O jornalista Chico Otávio, durante entrevista ao BC TV

A Operação Contenção, realizada no último dia 28 pelas polícias Civil e Militar do Rio de Janeiro nas comunidades da Penha e do Complexo do Alemão, foi tema da entrevista desta segunda-feira à noite (3) com o jornalista Chico Otávio, no programa BC TV, do portal Brasil Confidencial.

A ação, que completa oito dias nesta terça-feira (4), terminou com saldo de 121 mortos — entre eles, quatro agentes de segurança pública — e sem a prisão das principais lideranças do Comando Vermelho, alvo declarado da operação.

Nos últimos dias, vem se intensificando o debate sobre a eficácia das operações letais do gênero, a responsabilização do Estado e o papel da imprensa diante de versões oficiais que, frequentemente, omitem mais do que esclarecem.

“O jornalismo precisa desconfiar das versões oficiais”, afirmou Chico Otávio, referência nacional na cobertura de segurança pública.

A frase resume não apenas sua postura profissional, mas também uma crítica à forma como o Estado conduz — e comunica — ações de repressão em territórios periféricos.

Letalidade policial e ausência de resultados

Com mais de quatro décadas de atuação na imprensa carioca, o jornalista cobriu episódios emblemáticos da história recente do Brasil, como os massacres da Candelária e de Vigário Geral, além do assassinato da vereadora Marielle Franco. Para ele, a letalidade policial não pode ser confundida com eficiência.

“O sucesso de uma operação não se mede pelo número de mortos, mas por indicadores concretos de redução da violência. Eu nunca vi resultado prático em chacinas. Não houve um único acréscimo na sensação de segurança pública no Rio de Janeiro em 30 anos”, disse.

Segundo o governo estadual do Rio, a operação visava desarticular o núcleo de comando do Comando Vermelho. No entanto, os principais alvos escaparam. “É preciso perguntar: se os líderes não foram presos, o que justifica 121 mortes?”, questionou o jornalista.

DADOS APRESENTADOS:
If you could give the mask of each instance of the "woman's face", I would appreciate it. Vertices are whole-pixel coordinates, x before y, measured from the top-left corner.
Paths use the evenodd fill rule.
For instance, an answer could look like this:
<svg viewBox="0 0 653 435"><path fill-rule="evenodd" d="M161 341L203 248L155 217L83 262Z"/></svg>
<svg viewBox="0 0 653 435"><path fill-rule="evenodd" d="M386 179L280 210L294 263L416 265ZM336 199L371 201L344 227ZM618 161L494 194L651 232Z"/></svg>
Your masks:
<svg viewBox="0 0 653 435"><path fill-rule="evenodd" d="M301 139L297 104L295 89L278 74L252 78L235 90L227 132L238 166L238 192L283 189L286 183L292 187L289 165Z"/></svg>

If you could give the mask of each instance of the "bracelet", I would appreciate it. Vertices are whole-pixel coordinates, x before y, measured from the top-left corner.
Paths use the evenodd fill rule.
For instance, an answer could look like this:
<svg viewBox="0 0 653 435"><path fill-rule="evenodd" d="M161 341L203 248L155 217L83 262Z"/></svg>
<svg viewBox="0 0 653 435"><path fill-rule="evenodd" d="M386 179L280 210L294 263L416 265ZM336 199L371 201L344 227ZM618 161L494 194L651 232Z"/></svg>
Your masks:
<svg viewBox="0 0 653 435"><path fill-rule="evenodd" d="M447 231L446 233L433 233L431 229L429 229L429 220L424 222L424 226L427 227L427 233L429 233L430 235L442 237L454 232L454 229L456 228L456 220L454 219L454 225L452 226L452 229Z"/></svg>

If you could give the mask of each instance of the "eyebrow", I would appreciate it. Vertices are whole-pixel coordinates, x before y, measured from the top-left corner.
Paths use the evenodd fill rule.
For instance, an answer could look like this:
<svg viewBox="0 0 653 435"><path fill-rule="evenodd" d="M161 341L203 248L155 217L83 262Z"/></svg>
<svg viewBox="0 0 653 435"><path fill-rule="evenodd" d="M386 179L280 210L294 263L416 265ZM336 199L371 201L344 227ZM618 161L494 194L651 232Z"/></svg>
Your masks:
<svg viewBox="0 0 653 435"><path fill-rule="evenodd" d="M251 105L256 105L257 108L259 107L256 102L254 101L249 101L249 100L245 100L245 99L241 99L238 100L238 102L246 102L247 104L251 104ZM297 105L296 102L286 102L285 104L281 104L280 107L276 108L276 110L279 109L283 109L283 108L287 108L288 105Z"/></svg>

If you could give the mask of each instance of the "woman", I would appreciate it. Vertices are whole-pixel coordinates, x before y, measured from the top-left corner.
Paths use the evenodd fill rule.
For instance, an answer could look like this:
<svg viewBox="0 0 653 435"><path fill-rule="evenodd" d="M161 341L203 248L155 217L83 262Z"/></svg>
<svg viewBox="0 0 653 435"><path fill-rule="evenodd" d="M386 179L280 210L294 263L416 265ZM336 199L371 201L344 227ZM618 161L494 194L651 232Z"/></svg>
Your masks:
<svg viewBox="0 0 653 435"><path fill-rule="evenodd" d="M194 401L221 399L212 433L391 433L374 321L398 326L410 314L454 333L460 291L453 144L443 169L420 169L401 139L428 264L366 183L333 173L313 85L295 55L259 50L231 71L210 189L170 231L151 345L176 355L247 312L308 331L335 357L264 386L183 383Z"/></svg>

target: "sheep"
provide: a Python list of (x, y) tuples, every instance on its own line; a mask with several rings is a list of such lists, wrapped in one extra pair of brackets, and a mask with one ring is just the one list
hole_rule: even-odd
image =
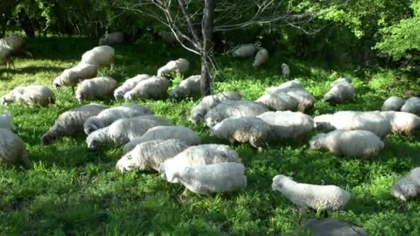
[(126, 100), (158, 99), (165, 97), (168, 88), (169, 88), (168, 79), (154, 76), (140, 81), (133, 89), (124, 95), (124, 98)]
[(7, 128), (0, 128), (0, 166), (23, 164), (30, 166), (29, 155), (22, 139)]
[(111, 34), (105, 34), (104, 36), (99, 39), (98, 44), (99, 46), (103, 45), (113, 45), (113, 44), (119, 44), (122, 43), (124, 41), (124, 35), (122, 32), (112, 32)]
[(255, 55), (255, 59), (252, 63), (252, 66), (254, 68), (262, 65), (268, 61), (268, 51), (265, 48), (262, 48), (257, 52)]
[(124, 146), (124, 153), (127, 153), (137, 144), (154, 139), (177, 139), (182, 140), (189, 146), (201, 144), (201, 139), (193, 130), (182, 126), (160, 126), (150, 128), (142, 137), (133, 139)]
[(258, 151), (271, 139), (270, 126), (256, 117), (231, 117), (211, 128), (211, 137), (228, 140), (231, 144), (249, 142)]
[(381, 138), (367, 130), (336, 130), (316, 135), (309, 141), (310, 149), (327, 149), (338, 156), (365, 159), (377, 155), (384, 146)]
[(399, 111), (401, 109), (403, 105), (405, 103), (405, 100), (403, 99), (401, 97), (390, 97), (388, 99), (385, 101), (383, 105), (382, 105), (382, 108), (381, 110), (386, 111), (386, 110), (394, 110)]
[(193, 193), (230, 193), (247, 188), (245, 171), (242, 164), (225, 162), (195, 168), (187, 166), (175, 173), (174, 178)]
[(420, 167), (417, 167), (401, 177), (391, 188), (391, 194), (402, 201), (417, 197), (420, 193)]
[(141, 137), (151, 128), (169, 125), (169, 121), (155, 115), (120, 119), (109, 126), (91, 132), (86, 138), (86, 144), (91, 150), (96, 149), (99, 144), (122, 146)]
[(160, 166), (159, 173), (167, 181), (178, 183), (175, 174), (187, 166), (193, 168), (222, 162), (242, 163), (242, 160), (229, 146), (201, 144), (189, 147), (166, 160)]
[(113, 97), (118, 84), (111, 77), (96, 77), (82, 81), (76, 90), (76, 99), (79, 103), (83, 100), (104, 99)]
[(41, 144), (49, 145), (61, 137), (75, 136), (78, 133), (83, 132), (83, 125), (86, 121), (108, 108), (107, 106), (89, 104), (62, 113), (55, 121), (54, 126), (42, 136)]
[(340, 210), (351, 197), (350, 193), (338, 186), (298, 183), (283, 175), (273, 178), (271, 188), (303, 209)]
[(204, 116), (204, 120), (207, 127), (212, 128), (226, 118), (256, 117), (267, 111), (265, 105), (253, 101), (225, 101), (209, 110)]
[(124, 95), (126, 94), (126, 92), (133, 89), (135, 86), (139, 83), (139, 82), (146, 80), (150, 77), (151, 77), (151, 76), (149, 75), (142, 74), (137, 75), (133, 78), (126, 80), (121, 86), (117, 88), (115, 90), (114, 90), (114, 97), (117, 100), (124, 99)]
[(122, 105), (108, 108), (102, 110), (97, 115), (86, 119), (83, 125), (84, 132), (89, 135), (95, 130), (111, 125), (120, 119), (153, 114), (153, 112), (148, 108), (137, 104)]
[(300, 141), (314, 128), (312, 118), (300, 112), (267, 112), (257, 117), (270, 125), (272, 135), (276, 139), (293, 139)]
[(391, 132), (391, 124), (379, 112), (339, 111), (314, 118), (314, 127), (327, 130), (362, 130), (372, 132), (380, 137)]
[(184, 79), (180, 85), (169, 92), (169, 97), (180, 99), (187, 97), (200, 97), (201, 75), (193, 75)]
[(121, 172), (155, 170), (163, 162), (188, 148), (189, 146), (179, 139), (155, 139), (137, 145), (122, 156), (116, 167)]
[(222, 92), (206, 96), (191, 110), (189, 121), (198, 126), (198, 122), (203, 119), (207, 111), (220, 103), (227, 100), (240, 99), (240, 95), (238, 92), (231, 91)]
[(81, 80), (90, 79), (96, 77), (97, 67), (94, 65), (79, 63), (77, 66), (70, 69), (66, 69), (58, 77), (52, 81), (52, 86), (58, 89), (62, 86), (70, 86), (73, 93), (75, 93), (75, 87)]
[(1, 97), (1, 104), (8, 106), (13, 102), (27, 104), (32, 106), (47, 106), (55, 104), (55, 96), (46, 86), (32, 85), (17, 87), (8, 94)]

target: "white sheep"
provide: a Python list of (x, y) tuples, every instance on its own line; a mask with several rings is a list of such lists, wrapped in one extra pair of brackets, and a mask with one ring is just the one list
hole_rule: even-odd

TAREFA SOLICITADA:
Pode reproduzir, sem nenhuma alteração, o trecho da matéria sobre a Operação Contenção que vai de "Nos últimos dias, vem" até "em territórios periféricos.", inclusive?

A RESPOSTA:
Nos últimos dias, vem se intensificando o debate sobre a eficácia das operações letais do gênero, a responsabilização do Estado e o papel da imprensa diante de versões oficiais que, frequentemente, omitem mais do que esclarecem.

“O jornalismo precisa desconfiar das versões oficiais”, afirmou Chico Otávio, referência nacional na cobertura de segurança pública.

A frase resume não apenas sua postura profissional, mas também uma crítica à forma como o Estado conduz — e comunica — ações de repressão em territórios periféricos.